Article:
MNE Custom Filters


The internship I have right now just entails me to convert the toolbox they’ve created in MATLAB to Python. Obviously didn’t know this was going to happen but It definitely has its pros and cons. Con: I spend the entire day reading the documentations of SciPy, MNE, and MATLAB’s EEG Lab. Pro: Since I don’t know jack-shit converting someone else’s badly written code to another language is right up my alley.

The code I had used a Butterworth low-pass filter instead of MNE’s inbuilt.

A little bit of research and I guess the first thing you end up on is this, where oddly enough you’re greeted with a please shoo off this is for math-geniuses only but here’s the deal:

Filtering is essential, but it can lead to severe distortions if applied incorrectly.

~ An Introduction to ERP Technique

In this blog post, we’ll look into custom filters and how we can apply it using MNE.

The problem with using one of MNE’s inbuilt filters is that the roll-off is actually quite steep and this is quite visible

before low-pass
Before the low-pass filter
after low-pass
Before the low-pass filter
separate signals

Edge artifacts can be created when the cutoff frequency is low (for both low- and high- pass filters) and when the roll-off is steep, because these factors require the use of more time points to compute the filtered data. Edge artifacts are not a problem when you have a long continuous EEG as the edge artifact will only be a very small part of it. Now it’s usually fine to apply low-pass filters to epoched EEG or averaged ERPs, but high-pass filters should usually be applied to the continuous EEG.

IIR or FIR?

IIR filters (e.g., Butterworth filters) do not need to use as many time points as FIR filters. Consequently, it can be advantageous to use an infinite impulse response filter when you are filtering epoched EEG data or averaged ERP data. For this reason, ERPLAB Toolbox mainly implements Butterworth filters.

With all that said, let’s implement our custom Butterworth and notch filters.

Record set:
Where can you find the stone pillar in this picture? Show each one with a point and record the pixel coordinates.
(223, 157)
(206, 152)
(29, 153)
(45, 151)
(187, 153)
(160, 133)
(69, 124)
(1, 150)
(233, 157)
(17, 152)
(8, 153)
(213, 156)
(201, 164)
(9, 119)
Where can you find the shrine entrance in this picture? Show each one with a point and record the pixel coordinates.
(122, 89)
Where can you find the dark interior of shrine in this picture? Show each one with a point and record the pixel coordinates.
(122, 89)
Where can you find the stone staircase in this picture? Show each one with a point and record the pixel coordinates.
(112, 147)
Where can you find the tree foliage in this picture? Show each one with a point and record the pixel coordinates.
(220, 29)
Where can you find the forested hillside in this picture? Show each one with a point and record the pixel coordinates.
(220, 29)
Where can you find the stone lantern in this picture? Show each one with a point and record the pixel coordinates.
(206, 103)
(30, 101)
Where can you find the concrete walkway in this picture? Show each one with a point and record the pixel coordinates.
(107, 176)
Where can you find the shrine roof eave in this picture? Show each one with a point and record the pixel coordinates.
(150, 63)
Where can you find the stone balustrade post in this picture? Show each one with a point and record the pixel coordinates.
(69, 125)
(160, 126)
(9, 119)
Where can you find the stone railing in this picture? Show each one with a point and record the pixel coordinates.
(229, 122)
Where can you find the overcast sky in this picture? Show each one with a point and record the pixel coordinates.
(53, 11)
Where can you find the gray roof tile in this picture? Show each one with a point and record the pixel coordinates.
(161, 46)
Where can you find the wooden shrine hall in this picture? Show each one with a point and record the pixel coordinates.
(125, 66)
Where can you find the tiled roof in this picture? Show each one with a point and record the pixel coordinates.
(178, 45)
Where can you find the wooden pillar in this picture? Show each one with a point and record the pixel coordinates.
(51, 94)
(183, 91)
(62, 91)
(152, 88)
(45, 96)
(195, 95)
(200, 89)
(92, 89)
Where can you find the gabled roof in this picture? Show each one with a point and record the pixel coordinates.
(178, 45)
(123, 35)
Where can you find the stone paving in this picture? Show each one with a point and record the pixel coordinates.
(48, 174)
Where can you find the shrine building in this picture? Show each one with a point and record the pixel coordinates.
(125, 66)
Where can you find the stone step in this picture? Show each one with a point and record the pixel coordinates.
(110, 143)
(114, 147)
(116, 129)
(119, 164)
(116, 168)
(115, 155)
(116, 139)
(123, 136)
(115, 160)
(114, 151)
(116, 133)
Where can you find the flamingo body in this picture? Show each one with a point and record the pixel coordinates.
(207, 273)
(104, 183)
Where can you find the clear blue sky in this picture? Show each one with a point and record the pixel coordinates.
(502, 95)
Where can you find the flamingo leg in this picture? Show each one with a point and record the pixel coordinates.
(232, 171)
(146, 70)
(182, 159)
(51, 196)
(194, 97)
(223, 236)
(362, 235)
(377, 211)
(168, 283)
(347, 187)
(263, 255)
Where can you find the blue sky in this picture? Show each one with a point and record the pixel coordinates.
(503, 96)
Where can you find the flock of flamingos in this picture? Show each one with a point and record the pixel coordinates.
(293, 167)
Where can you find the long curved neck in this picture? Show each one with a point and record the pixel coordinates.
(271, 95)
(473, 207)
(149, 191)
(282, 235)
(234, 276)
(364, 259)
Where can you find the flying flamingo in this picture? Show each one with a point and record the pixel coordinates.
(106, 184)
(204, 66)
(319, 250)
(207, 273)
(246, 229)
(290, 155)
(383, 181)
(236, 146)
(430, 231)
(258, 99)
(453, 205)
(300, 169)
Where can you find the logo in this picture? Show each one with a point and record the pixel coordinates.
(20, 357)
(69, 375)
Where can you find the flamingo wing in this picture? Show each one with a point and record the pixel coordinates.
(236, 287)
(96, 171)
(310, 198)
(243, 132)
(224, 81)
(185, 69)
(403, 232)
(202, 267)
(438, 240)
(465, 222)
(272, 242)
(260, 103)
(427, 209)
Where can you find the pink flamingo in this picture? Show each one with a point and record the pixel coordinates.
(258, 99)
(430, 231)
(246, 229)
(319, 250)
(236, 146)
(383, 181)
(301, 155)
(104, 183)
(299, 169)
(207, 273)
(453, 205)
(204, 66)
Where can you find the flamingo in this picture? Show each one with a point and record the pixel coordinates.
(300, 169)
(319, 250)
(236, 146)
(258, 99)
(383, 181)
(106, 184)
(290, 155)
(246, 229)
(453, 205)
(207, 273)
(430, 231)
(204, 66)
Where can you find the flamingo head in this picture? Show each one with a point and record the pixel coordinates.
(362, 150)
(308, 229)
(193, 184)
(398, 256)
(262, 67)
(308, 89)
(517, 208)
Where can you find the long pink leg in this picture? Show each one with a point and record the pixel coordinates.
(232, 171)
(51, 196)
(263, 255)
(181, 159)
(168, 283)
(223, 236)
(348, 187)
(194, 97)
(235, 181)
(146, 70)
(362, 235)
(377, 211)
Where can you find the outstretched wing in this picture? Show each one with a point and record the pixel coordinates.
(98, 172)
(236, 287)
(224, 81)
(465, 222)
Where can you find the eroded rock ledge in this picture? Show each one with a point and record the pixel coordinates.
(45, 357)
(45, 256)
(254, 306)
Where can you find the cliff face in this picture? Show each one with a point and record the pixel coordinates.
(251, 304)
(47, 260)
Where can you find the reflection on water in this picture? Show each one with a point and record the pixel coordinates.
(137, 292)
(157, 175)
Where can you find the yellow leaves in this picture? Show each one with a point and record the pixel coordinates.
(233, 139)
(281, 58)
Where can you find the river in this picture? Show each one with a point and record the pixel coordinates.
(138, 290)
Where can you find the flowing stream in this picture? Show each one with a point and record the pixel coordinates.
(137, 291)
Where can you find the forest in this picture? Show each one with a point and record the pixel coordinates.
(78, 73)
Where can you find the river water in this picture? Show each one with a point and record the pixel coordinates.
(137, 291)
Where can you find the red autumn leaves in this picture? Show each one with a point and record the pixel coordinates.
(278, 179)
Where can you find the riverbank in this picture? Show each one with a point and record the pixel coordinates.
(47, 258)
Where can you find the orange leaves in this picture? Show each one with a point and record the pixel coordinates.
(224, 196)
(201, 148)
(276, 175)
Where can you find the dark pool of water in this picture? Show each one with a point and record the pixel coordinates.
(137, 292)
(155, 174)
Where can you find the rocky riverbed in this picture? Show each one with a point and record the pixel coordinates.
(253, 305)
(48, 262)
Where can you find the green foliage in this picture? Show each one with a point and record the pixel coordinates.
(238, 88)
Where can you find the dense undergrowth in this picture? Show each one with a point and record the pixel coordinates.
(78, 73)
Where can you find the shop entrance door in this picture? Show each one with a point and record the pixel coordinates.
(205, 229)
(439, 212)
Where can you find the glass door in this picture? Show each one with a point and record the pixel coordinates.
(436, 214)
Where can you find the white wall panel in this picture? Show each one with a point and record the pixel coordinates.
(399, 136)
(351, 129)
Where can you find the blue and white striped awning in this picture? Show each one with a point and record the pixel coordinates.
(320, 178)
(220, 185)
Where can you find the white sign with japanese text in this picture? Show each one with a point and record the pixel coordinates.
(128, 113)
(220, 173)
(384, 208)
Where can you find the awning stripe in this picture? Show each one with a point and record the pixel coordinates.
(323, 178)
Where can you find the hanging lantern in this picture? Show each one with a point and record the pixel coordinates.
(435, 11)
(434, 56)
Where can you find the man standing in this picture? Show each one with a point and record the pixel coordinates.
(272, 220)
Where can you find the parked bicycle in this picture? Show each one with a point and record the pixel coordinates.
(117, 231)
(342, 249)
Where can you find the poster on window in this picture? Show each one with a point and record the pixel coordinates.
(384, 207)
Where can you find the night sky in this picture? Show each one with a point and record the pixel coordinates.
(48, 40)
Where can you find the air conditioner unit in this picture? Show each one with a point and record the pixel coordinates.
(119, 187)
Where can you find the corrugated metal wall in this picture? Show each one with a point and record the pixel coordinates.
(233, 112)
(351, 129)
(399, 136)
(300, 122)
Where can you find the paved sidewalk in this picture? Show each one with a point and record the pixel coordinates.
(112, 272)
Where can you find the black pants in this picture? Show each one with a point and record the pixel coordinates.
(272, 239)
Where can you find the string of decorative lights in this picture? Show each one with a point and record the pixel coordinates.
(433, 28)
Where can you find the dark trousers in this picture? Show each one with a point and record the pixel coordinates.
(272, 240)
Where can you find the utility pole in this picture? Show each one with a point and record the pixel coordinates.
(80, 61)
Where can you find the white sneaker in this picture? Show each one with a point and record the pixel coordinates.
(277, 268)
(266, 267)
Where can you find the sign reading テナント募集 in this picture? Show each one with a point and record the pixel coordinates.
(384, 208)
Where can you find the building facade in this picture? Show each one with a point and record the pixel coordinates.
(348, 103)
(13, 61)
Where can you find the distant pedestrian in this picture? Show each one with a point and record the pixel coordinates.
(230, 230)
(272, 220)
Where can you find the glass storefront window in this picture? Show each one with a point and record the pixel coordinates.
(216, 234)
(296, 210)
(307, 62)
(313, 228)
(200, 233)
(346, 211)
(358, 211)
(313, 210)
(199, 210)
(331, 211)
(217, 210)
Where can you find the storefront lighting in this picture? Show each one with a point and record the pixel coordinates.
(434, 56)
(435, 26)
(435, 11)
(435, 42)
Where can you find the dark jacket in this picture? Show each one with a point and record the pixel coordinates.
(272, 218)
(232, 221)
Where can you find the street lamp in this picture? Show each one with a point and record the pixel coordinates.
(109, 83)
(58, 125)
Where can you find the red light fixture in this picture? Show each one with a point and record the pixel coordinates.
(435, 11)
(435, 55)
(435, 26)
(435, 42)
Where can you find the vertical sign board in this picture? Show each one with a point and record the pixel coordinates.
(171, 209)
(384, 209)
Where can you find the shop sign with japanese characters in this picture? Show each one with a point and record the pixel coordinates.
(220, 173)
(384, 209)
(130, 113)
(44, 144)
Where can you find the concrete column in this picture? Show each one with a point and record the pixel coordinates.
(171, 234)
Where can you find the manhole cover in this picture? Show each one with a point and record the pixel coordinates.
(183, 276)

Required work:
• a. Translate this sentence from the blog post on MNE custom filters into Spanish: "IIR filters (e.g., Butterworth filters) do not need to use as many time points as FIR filters."
• b. According to the blog post on MNE custom filters, which kind of filter does ERPLAB Toolbox mainly implement?
• c. Carry on the blog post on MNE custom filters, picking up right after its final sentence.

Responses:
• a. Los filtros IIR (p. ej., los filtros Butterworth) no necesitan usar tantos puntos temporales como los filtros FIR.

• b. Butterworth filters.

• c.
import matplotlib
import pathlib
import mne
import mne_bids
import os
import numpy as np
from numpy.fft import fft, fftfreq
from scipy import signal
from mne.time_frequency.tfr import morlet
from mne.viz import plot_filter, plot_ideal_filter

# matplotlib.use('TKAgg')
import matplotlib.pyplot as plt
import numpy as np
sample_data_folder = pathlib.Path('data/')
name_of_subject = input("Which subject do you want to analyse? with .edf appended")
sample_data_raw_file = os.path.join(sample_data_folder, name_of_subject)
print(sample_data_raw_file)
raw = mne.io.read_raw_edf(sample_data_raw_file)
print(raw.info, raw.info["ch_names"], raw.info["dig"])
<Info | 7 non-empty values
 bads: []
 ch_names: EEG Fp1-Ref, EEG Fp2-Ref, EEG F3-Ref, EEG F4-Ref, EEG C3-Ref, ...
 chs: 43 EEG
 custom_ref_applied: False
 highpass: 0.0 Hz
 lowpass: 500.0 Hz
 meas_date: 2019-12-01 22:34:06 UTC
 nchan: 43
 projs: []
 sfreq: 1000.0 Hz
> ['EEG Fp1-Ref', 'EEG Fp2-Ref', 'EEG F3-Ref', 'EEG F4-Ref', 'EEG C3-Ref', 'EEG C4-Ref', 'EEG P3-Ref', 'EEG P4-Ref', 'EEG O1-Ref', 'EEG O2-Ref', 'EEG F7-Ref', 'EEG F8-Ref', 'EEG T3-Ref', 'EEG T4-Ref', 'EEG T5-Ref', 'EEG T6-Ref', 'EEG Fz-Ref', 'EEG Cz-Ref', 'EEG Pz-Ref', 'POL E', 'POL PG1', 'POL PG2', 'EEG A1-Ref', 'EEG A2-Ref', 'POL T1', 'POL T2', 'POL X1', 'POL X2', 'POL X3', 'POL X4', 'POL X5', 'POL X6', 'POL X7', 'POL SpO2', 'POL EtCO2', 'POL DC03', 'POL DC04', 'POL DC05', 'POL DC06', 'POL Pulse', 'POL CO2Wave', 'POL $A1', 'POL $A2'] None
events_from_annot, event_dict = mne.events_from_annotations(raw)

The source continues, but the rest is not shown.